Stored items from a collection
------------------------------

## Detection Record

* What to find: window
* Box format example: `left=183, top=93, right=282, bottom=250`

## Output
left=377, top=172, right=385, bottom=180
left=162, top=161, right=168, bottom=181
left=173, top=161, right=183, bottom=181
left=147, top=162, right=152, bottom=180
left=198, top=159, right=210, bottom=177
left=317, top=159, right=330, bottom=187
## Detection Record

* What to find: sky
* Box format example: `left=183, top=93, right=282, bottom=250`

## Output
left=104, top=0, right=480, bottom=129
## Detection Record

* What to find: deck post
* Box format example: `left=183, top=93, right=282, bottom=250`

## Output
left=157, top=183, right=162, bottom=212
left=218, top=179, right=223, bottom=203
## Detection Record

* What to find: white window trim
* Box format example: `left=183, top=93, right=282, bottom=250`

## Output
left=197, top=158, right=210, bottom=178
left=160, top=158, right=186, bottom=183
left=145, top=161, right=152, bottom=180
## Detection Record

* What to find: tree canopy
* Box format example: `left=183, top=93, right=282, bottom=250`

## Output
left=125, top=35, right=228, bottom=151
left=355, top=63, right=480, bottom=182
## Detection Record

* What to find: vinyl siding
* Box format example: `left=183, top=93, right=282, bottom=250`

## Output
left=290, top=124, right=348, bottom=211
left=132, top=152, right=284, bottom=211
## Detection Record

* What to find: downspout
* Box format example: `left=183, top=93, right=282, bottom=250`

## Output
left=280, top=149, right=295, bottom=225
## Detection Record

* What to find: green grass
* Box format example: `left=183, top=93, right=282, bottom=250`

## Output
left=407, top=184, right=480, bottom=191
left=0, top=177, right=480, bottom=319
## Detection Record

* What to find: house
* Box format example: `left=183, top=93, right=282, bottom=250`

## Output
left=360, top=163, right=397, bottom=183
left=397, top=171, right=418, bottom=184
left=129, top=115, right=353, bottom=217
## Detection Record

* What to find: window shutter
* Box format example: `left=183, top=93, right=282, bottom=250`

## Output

------------------------------

◆ **Written task**
Swap "What to find" for "Look for" in every one of the entries above and write them all out again, keeping everything else the same.

◆ **Correct result**
## Detection Record

* Look for: window
* Box format example: `left=183, top=93, right=282, bottom=250`

## Output
left=377, top=172, right=385, bottom=180
left=162, top=161, right=168, bottom=181
left=173, top=161, right=183, bottom=181
left=147, top=162, right=152, bottom=180
left=198, top=159, right=210, bottom=177
left=317, top=159, right=330, bottom=187
## Detection Record

* Look for: sky
* Box format example: `left=183, top=93, right=282, bottom=250`

## Output
left=104, top=0, right=480, bottom=129
## Detection Record

* Look for: deck post
* Box format example: `left=183, top=93, right=282, bottom=250`

## Output
left=157, top=183, right=162, bottom=212
left=218, top=179, right=223, bottom=203
## Detection Record

* Look for: white window trim
* Box format example: `left=183, top=93, right=282, bottom=250`

## Output
left=197, top=158, right=210, bottom=178
left=160, top=158, right=186, bottom=183
left=145, top=161, right=152, bottom=180
## Detection Record

* Look for: tree canopy
* Box format example: `left=183, top=93, right=282, bottom=250`

## Output
left=125, top=35, right=228, bottom=151
left=355, top=63, right=480, bottom=182
## Detection Record

* Look for: vinyl siding
* Box format example: `left=183, top=93, right=282, bottom=250`

## Output
left=290, top=124, right=348, bottom=211
left=132, top=152, right=284, bottom=211
## Detection Record

* Look for: downspout
* Box format example: `left=183, top=93, right=282, bottom=250`

## Output
left=280, top=149, right=295, bottom=225
## Detection Record

* Look for: green grass
* Box format example: `left=183, top=93, right=282, bottom=250`

## Output
left=407, top=184, right=480, bottom=191
left=0, top=177, right=480, bottom=319
## Detection Record

* Look for: house
* Box format example: `left=183, top=93, right=282, bottom=250`

## Output
left=360, top=163, right=397, bottom=183
left=397, top=171, right=418, bottom=184
left=129, top=115, right=353, bottom=217
## Detection Record

* Look for: window shutter
* Box format example: `left=183, top=93, right=282, bottom=250`

## Output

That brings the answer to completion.